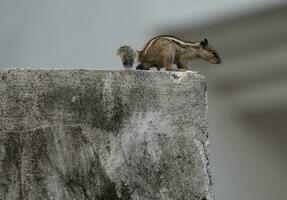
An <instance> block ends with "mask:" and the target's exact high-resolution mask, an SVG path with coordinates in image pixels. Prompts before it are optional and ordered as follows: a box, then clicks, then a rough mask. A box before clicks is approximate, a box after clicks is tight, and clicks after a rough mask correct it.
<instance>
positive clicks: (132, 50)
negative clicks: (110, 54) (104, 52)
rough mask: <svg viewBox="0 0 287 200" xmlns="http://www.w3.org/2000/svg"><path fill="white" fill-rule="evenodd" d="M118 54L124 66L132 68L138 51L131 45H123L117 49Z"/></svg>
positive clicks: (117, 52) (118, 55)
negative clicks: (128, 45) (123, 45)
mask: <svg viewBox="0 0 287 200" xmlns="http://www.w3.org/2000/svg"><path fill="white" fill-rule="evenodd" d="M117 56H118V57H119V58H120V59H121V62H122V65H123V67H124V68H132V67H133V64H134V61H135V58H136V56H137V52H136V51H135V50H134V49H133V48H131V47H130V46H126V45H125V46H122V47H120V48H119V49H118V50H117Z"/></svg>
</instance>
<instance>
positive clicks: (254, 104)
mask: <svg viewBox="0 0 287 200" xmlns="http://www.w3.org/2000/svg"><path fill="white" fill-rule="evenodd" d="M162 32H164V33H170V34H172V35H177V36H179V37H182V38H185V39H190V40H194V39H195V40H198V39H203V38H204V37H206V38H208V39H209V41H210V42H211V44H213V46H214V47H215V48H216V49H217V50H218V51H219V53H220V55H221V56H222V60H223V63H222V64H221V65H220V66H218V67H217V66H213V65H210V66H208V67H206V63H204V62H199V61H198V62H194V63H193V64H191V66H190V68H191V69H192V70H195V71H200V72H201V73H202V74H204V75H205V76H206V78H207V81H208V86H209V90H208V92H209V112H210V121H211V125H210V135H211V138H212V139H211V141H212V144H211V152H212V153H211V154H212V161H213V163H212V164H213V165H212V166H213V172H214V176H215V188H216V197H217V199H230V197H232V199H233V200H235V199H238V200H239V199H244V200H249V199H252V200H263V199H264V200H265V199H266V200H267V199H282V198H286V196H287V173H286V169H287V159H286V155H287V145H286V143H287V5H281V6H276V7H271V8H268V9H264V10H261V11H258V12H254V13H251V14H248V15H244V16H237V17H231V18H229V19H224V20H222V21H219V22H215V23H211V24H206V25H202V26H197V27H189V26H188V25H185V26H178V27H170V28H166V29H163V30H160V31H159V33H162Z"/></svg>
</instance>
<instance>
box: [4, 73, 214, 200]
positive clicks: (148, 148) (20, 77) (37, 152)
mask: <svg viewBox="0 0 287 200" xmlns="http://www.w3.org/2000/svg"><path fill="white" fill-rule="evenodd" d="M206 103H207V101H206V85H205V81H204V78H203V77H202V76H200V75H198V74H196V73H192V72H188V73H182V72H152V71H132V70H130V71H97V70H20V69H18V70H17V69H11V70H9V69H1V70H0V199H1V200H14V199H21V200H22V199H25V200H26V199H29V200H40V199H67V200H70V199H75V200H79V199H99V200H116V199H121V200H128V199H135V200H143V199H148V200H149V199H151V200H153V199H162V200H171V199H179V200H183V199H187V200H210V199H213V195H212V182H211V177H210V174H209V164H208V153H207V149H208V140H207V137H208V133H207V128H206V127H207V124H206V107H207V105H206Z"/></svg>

┄┄┄┄┄┄┄┄┄┄┄┄┄┄┄┄┄┄┄┄

ENUNCIADO
Reúna todas as linhas dos itens em que aparece a palavra "clicks". Diferencie maiúsculas de minúsculas.

RESULTADO
An <instance> block ends with "mask:" and the target's exact high-resolution mask, an SVG path with coordinates in image pixels. Prompts before it are optional and ordered as follows: a box, then clicks, then a rough mask. A box before clicks is approximate, a box after clicks is tight, and clicks after a rough mask correct it.
positive clicks: (132, 50)
negative clicks: (110, 54) (104, 52)
positive clicks: (117, 52) (118, 55)
negative clicks: (128, 45) (123, 45)
positive clicks: (254, 104)
positive clicks: (148, 148) (20, 77) (37, 152)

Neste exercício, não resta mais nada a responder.